GOAL> Please write out the material below exactly as given.

----- SUPPLIED DATA

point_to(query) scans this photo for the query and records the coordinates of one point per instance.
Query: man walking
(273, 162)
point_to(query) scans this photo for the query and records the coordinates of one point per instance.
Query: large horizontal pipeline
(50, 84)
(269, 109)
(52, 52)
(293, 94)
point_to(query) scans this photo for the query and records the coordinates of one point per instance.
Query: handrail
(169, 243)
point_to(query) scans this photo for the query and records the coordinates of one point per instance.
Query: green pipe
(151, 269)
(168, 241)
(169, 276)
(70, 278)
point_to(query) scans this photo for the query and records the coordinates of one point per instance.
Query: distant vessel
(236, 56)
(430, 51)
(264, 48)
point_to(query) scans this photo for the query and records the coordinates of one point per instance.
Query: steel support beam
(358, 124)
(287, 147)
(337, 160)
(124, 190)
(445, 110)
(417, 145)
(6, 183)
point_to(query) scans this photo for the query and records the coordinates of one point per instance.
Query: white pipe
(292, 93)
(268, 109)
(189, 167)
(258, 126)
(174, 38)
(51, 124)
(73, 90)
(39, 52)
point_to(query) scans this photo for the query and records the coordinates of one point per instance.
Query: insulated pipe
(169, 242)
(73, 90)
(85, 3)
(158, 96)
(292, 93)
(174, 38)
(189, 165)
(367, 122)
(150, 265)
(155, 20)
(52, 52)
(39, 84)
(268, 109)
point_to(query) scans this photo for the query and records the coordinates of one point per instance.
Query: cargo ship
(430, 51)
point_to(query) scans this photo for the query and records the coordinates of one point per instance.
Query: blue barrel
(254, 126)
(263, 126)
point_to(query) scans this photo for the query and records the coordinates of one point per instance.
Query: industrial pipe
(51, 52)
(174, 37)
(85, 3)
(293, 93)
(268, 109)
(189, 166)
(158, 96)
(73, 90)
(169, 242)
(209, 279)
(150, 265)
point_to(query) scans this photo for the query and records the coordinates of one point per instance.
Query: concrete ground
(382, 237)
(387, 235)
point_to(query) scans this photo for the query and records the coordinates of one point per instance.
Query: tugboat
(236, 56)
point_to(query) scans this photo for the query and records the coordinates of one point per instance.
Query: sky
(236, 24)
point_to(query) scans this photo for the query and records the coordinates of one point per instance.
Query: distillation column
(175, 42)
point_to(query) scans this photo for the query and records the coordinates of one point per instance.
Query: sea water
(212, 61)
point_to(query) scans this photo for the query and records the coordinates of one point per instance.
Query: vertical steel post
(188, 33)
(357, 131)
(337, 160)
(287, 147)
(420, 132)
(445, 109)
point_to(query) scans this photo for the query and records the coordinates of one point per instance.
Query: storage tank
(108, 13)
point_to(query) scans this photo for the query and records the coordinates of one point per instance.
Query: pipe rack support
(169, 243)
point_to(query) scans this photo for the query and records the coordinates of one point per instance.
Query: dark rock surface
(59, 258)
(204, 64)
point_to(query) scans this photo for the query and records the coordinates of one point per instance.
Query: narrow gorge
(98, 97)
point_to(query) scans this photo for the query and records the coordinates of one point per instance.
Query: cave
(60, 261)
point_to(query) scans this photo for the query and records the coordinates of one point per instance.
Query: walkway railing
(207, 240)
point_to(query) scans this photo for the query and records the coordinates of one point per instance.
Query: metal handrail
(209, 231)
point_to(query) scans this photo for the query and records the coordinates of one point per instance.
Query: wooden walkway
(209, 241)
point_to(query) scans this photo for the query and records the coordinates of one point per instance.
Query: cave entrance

----------

SOLUTION TO THE EXERCISE>
point_to(query) scans this photo for the query and records the coordinates of one point per instance.
Query: man walking
(273, 162)
point_to(query) scans this photo for the query and records the coordinates of one point per instance.
Query: large horizontal pipeline
(50, 84)
(269, 109)
(52, 52)
(293, 94)
point_to(query) scans this photo for the query and records the coordinates of one point per instance.
Query: handrail
(169, 243)
point_to(query) scans this photo for the query and records the coordinates of one point per instance.
Query: green pipe
(151, 269)
(168, 241)
(169, 276)
(70, 278)
point_to(query) scans this photo for the query and records the coordinates of one point per instance.
Query: distant vessel
(236, 56)
(430, 51)
(264, 48)
point_to(query) scans this photo for the query and records the coordinates of one point per instance.
Query: steel support beam
(358, 124)
(287, 147)
(337, 160)
(124, 190)
(445, 110)
(417, 145)
(6, 183)
point_to(query) scans this photo for the query and records the coordinates of one point per instance.
Query: white pipe
(292, 93)
(268, 109)
(189, 167)
(258, 126)
(174, 38)
(51, 124)
(73, 90)
(39, 52)
point_to(query) scans this photo for the query and records the coordinates of one point per instance.
Query: insulated pipe
(169, 242)
(73, 90)
(85, 3)
(158, 96)
(292, 93)
(174, 38)
(189, 165)
(367, 122)
(150, 265)
(155, 20)
(52, 52)
(39, 84)
(268, 109)
point_to(query) scans this photo for the query and records the coordinates of one point per instance.
Query: cargo ship
(430, 51)
point_to(query) scans this photo for the query and records the coordinates of one point per instance.
Query: blue barrel
(254, 126)
(263, 126)
point_to(query) scans this photo for the query and records the coordinates of one point per instance.
Query: industrial pipe
(51, 52)
(174, 37)
(85, 3)
(293, 93)
(268, 109)
(189, 166)
(158, 96)
(73, 90)
(169, 242)
(209, 279)
(150, 265)
point_to(query) scans this photo for the query and records the coordinates of one point per instance.
Query: concrete ground
(382, 237)
(387, 235)
point_to(query) scans this photo for the query and records the coordinates of one point per instance.
Query: tugboat
(236, 56)
point_to(query) scans this photo for the query and records the coordinates of one point per instance.
Query: sky
(236, 24)
point_to(query) scans this photo for the query and records the coordinates of one point per instance.
Query: distillation column
(175, 42)
point_to(query) scans this photo for the query and records the coordinates of one point per instance.
Query: sea water
(212, 61)
point_to(query) scans this photo for the query and records the coordinates of one point per instance.
Query: vertical steel post
(188, 33)
(357, 131)
(337, 160)
(287, 147)
(420, 132)
(445, 109)
point_to(query) scans this photo for the query and records the coordinates of one point per instance.
Query: storage tank
(108, 13)
point_to(query) scans this photo for the query and records the coordinates of one point per instance.
Query: pipe rack support
(169, 243)
point_to(query) scans this photo for the query and records the coordinates of one point per instance.
Query: dark rock surface
(59, 258)
(204, 64)
point_to(query) scans this photo for the query and records the coordinates of one point per instance.
Query: narrow gorge
(98, 97)
point_to(query) scans this photo for the query and records the coordinates of one point per instance.
Query: cave
(60, 261)
point_to(query) scans this photo for the query and records the coordinates of one point per instance.
Query: walkway railing
(207, 240)
point_to(query) scans this photo for the query and records the coordinates of one point per instance.
Query: metal handrail
(209, 231)
point_to(query) scans this photo for the query and records the coordinates of one point per instance.
Query: wooden walkway
(209, 241)
point_to(query) scans this photo for the query and records the coordinates of one point per instance.
Query: cave entrance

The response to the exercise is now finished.